- [Provided text]:
════════════════════

I know it’s coming and it’s just around the corner. For some it will be exciting, all of that dressing up in costumes, going to parties, bobbing for apples, knocking on doors, candy surprises and all that. For others it is discomfiting – all of those ghouls and goblins, super heroes and sassy mummers, black cats and witches, not counting the tomfoolery that sometimes attends that night, as when your car gets “egged,” etc. Some Christians have no problem with the event; others think it is straight from the mind of the devil. But there is something really important that almost always gets lost on Halloween – All Hallows’ Evening. It’s the next day (1 November) which for many Christians (Catholics, Orthodox, Episcopalians, Lutherans) is All Saints Day, or All Hallows’ Day. Now, this may not be the experience of your particular Christian tradition – it’s not in my tradition either, nevertheless it’s worth the time to take a moment and reflect on the value of this old celebration and what it meant.

════════════════════

- [Extracted information]:
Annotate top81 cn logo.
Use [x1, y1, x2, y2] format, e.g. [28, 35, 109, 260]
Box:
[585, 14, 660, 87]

════════════════════

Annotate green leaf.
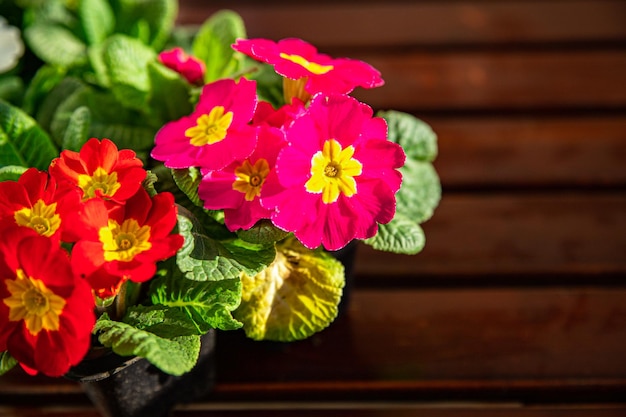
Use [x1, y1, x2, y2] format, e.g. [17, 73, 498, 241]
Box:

════════════════════

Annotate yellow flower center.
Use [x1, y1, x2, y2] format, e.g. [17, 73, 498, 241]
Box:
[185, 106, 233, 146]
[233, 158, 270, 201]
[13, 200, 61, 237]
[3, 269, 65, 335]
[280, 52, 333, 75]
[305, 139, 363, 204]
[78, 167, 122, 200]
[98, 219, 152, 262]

════════════════════

- [Instruction A]:
Do these statements agree with the Halloween passage? (i) All Saints Day falls on 1 November. (ii) The writer's own tradition observes All Saints Day. (iii) Every Christian regards Halloween as coming from the devil. Answer yes or no for each and quote the words of the passage that decide it.
- [Instruction B]:
What comes next in the passage about Halloween and All Saints Day? Write the continuation, starting after its last sentence.

- [Exercise result A]:
(i) Yes: "It’s the next day (1 November) which for many Christians (Catholics, Orthodox, Episcopalians, Lutherans) is All Saints Day, or All Hallows’ Day."
(ii) No: "it’s not in my tradition either"
(iii) No: "Some Christians have no problem with the event; others think it is straight from the mind of the devil."

- [Exercise result B]:
One aspect of All Saints Day is the idea of celebrating the testimony of faithfulness displayed throughout the centuries. It’s about rejoicing and remembering how Christians of the past served God in the midst of terrible situations, as well as in ordinary seasons. Part of its purpose is to give thanks for their testimony of faith and faithfulness. Two of the important benefits of this are (1) to encourage folks in the present to persevere in godliness, and (2) to bring about a communally experienced, joyful reminder that we are all connected to those who have gone before us; that each and every one of us stands on the shoulders of others.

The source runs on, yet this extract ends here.